» **TASK LIST**:
[1] Duplicate the section of the passage on Marine Corps generalship that opens with the words containing "By Leo J. Daugherty" and closes with "of military operations.".
[2] According to the passage on Marine Corps generalship, where did Professor Edgar F. Puryear, Jr. serve as scholar-in-residence until his death in 2018?

» **TEXT PASSAGE**:
By Leo J. Daugherty III
The late Professor Edgar F. Puryear, Jr., who until his death in 2018 was scholar-in-residence at the National Defense University and an authority on American generalship, outlined in his book Marine Corps Generalship (National Defense University, 2009) the three critical components that define Marine leadership in time of war. The first of these components is that the position of command is a lonely one. Generals as well as field grade officers are likewise subject to the same strains and stresses accompanying the execution of military operations.
Generals make mistakes. This can be seen in the case of Lieutenant General Holland M. Smith and his controversial relief of his Army counterpart – Major General Ralph Smith during the fighting on Saipan in July 1944, and Major General William H. Rupertus and his conduct of the fighting on Peleliu in September of that same year. Both Smith and Rupertus made decisions that carried on into the postwar years in terms of, in Smith’s case, Marine – Army relations, and Rupertus over the question of the necessity of the Peleliu operation.

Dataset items

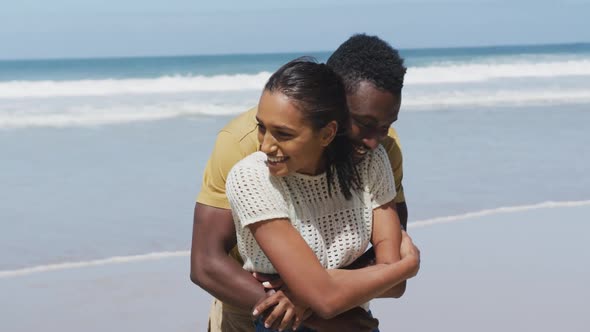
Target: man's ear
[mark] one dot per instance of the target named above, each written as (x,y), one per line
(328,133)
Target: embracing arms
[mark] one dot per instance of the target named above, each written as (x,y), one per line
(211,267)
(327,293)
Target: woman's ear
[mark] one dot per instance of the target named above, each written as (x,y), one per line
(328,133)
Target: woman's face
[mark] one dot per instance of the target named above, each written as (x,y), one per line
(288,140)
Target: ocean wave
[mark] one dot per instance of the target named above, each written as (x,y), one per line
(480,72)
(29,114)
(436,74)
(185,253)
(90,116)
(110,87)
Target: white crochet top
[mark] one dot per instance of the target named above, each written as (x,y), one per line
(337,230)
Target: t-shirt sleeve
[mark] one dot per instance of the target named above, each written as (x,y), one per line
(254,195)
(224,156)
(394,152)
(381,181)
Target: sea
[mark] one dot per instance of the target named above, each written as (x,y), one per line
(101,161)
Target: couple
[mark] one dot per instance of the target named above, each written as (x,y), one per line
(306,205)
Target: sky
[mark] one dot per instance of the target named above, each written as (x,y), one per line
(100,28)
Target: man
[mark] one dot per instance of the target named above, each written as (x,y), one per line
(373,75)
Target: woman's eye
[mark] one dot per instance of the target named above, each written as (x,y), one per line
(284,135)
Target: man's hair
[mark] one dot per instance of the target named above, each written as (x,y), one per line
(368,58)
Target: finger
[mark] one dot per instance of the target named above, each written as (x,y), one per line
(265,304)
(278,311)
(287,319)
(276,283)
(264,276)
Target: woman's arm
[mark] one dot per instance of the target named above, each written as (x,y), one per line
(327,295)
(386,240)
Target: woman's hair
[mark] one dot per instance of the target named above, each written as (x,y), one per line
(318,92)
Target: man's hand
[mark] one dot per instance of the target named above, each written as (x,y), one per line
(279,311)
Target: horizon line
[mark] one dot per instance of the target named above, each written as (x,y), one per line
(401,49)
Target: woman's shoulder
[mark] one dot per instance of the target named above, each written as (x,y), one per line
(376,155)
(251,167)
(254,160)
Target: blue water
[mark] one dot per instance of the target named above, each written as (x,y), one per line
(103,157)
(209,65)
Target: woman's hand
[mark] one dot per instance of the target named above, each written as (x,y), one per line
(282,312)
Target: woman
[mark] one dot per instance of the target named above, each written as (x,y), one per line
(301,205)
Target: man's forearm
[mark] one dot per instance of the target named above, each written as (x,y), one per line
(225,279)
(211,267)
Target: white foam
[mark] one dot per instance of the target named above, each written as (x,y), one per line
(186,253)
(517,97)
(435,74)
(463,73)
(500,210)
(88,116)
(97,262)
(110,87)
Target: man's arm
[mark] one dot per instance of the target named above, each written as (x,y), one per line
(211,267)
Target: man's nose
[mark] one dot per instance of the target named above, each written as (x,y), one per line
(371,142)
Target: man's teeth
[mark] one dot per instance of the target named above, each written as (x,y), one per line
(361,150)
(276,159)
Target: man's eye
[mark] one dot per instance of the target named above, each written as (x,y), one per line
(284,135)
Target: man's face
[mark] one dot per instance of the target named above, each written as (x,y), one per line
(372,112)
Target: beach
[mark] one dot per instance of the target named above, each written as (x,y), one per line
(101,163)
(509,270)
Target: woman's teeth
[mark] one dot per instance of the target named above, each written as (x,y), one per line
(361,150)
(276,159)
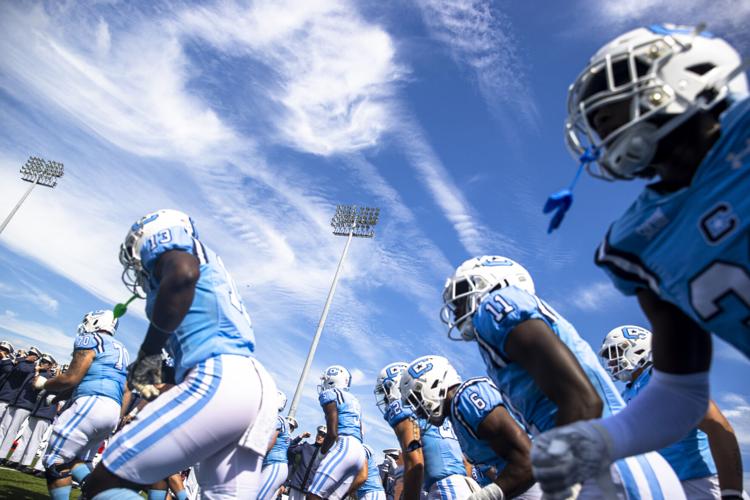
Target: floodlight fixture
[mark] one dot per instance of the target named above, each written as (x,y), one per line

» **FINAL ANSWERS**:
[1]
By Leo J. Daugherty III
The late Professor Edgar F. Puryear, Jr., who until his death in 2018 was scholar-in-residence at the National Defense University and an authority on American generalship, outlined in his book Marine Corps Generalship (National Defense University, 2009) the three critical components that define Marine leadership in time of war. The first of these components is that the position of command is a lonely one. Generals as well as field grade officers are likewise subject to the same strains and stresses accompanying the execution of military operations.

[2] At the National Defense University.